Excerpts from a dataset
++++++

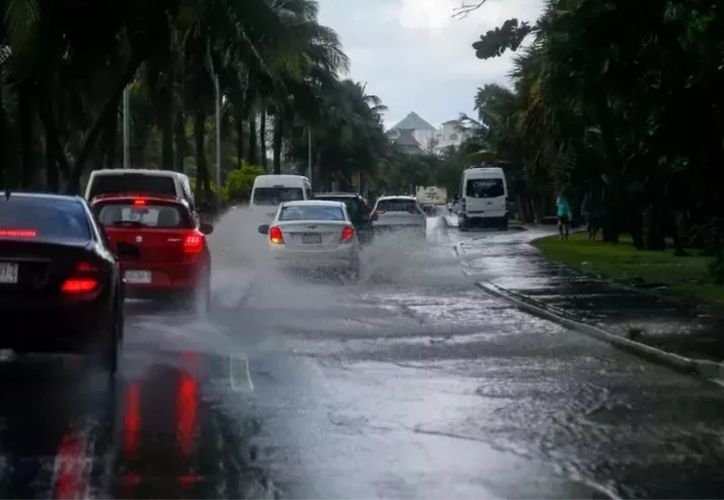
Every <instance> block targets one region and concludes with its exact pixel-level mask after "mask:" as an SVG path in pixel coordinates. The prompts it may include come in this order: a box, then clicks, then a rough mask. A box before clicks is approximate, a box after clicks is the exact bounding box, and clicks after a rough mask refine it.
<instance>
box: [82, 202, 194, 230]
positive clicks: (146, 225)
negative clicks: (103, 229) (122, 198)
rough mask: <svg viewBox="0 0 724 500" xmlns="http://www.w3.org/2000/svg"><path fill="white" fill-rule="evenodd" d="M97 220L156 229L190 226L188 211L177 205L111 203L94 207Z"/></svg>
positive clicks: (110, 224) (133, 226)
mask: <svg viewBox="0 0 724 500" xmlns="http://www.w3.org/2000/svg"><path fill="white" fill-rule="evenodd" d="M95 210H96V213H97V216H98V221H99V222H100V223H101V224H103V225H104V226H118V227H123V226H132V227H135V226H138V227H153V228H158V229H175V228H190V227H192V224H191V219H190V217H189V214H188V211H187V210H186V209H185V208H183V207H180V206H177V205H154V204H148V205H144V206H134V205H133V204H131V203H122V204H121V203H112V204H106V205H101V206H97V207H96V209H95Z"/></svg>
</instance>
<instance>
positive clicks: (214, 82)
mask: <svg viewBox="0 0 724 500" xmlns="http://www.w3.org/2000/svg"><path fill="white" fill-rule="evenodd" d="M214 90H215V91H216V208H217V210H221V90H220V86H219V75H218V73H215V74H214Z"/></svg>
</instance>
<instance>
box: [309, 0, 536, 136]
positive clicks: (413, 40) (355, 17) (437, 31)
mask: <svg viewBox="0 0 724 500" xmlns="http://www.w3.org/2000/svg"><path fill="white" fill-rule="evenodd" d="M460 1H461V0H319V5H320V13H319V15H320V21H321V22H322V23H323V24H326V25H328V26H331V27H332V28H334V29H335V30H336V31H337V33H338V34H339V36H340V37H341V39H342V43H343V45H344V50H345V52H346V53H347V55H348V56H349V57H350V59H351V62H352V66H351V71H350V74H349V75H347V76H348V77H350V78H352V79H354V80H357V81H360V82H363V83H364V82H366V83H367V91H368V93H371V94H376V95H378V96H380V97H381V98H382V100H383V101H384V103H385V104H386V105H387V106H388V107H389V111H388V113H387V115H386V117H385V124H386V126H387V127H390V126H392V125H394V124H395V123H397V122H398V121H399V120H401V119H402V118H404V117H405V115H407V113H409V112H410V111H416V112H417V113H418V114H419V115H420V116H422V117H423V118H424V119H425V120H427V121H429V122H430V123H432V125H434V126H436V127H437V126H439V125H440V124H441V123H442V122H444V121H446V120H450V119H453V118H457V117H458V115H459V114H460V113H461V112H465V113H472V112H473V110H472V108H473V96H474V94H475V90H476V89H477V87H479V86H481V85H483V84H485V83H490V82H497V83H503V84H507V83H508V78H507V73H508V72H509V70H510V67H511V62H510V61H511V59H510V55H509V54H507V55H506V56H503V57H501V58H498V59H492V60H488V61H481V60H479V59H477V58H476V57H475V51H474V50H473V49H472V47H471V44H472V43H473V42H474V41H476V40H478V38H479V37H480V35H481V34H482V33H485V32H486V31H488V30H489V29H492V28H494V27H496V26H499V25H500V24H502V22H503V21H505V20H506V19H509V18H511V17H517V18H519V19H520V20H523V21H535V20H536V19H537V18H538V15H539V14H540V12H541V11H542V8H543V0H488V1H487V2H486V4H485V5H484V6H483V7H482V8H481V9H480V10H478V11H477V12H474V13H473V14H471V15H470V16H468V17H467V18H465V19H453V18H452V17H451V14H452V12H453V10H454V8H455V7H457V6H459V5H460Z"/></svg>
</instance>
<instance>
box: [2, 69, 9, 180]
mask: <svg viewBox="0 0 724 500" xmlns="http://www.w3.org/2000/svg"><path fill="white" fill-rule="evenodd" d="M2 84H3V82H2V73H0V188H7V187H10V179H8V175H7V171H8V165H7V163H8V154H7V150H6V147H7V146H6V145H7V142H8V141H7V139H6V138H5V134H6V132H7V119H6V117H5V103H4V102H3V85H2Z"/></svg>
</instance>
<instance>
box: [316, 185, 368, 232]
mask: <svg viewBox="0 0 724 500" xmlns="http://www.w3.org/2000/svg"><path fill="white" fill-rule="evenodd" d="M314 199H315V200H325V201H340V202H342V203H344V204H345V205H346V206H347V212H348V213H349V217H350V219H351V220H352V224H354V227H355V229H356V230H357V236H358V238H359V241H360V243H361V244H363V245H364V244H367V243H369V242H370V241H372V219H370V208H369V207H368V206H367V201H366V200H365V199H364V198H362V196H360V195H358V194H357V193H316V194H315V195H314Z"/></svg>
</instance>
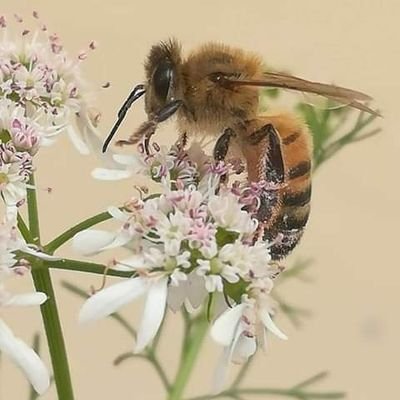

++++++

- Assignment: Search the data for the string "rough" and copy every line where it appears.

- Exercise answer:
Every <instance> block targets one region and concludes with its exact pixel-level mask after "mask:" as an SVG path in pixel coordinates. The prompts it may include come in this order: a box, then clicks, then a rough mask. A box before clicks is approximate, a box after clicks is the exact bounding box, and clicks after a rough mask refine it.
rough mask: <svg viewBox="0 0 724 500" xmlns="http://www.w3.org/2000/svg"><path fill="white" fill-rule="evenodd" d="M97 220L156 229L190 226L188 211L177 205L111 203L94 207Z"/></svg>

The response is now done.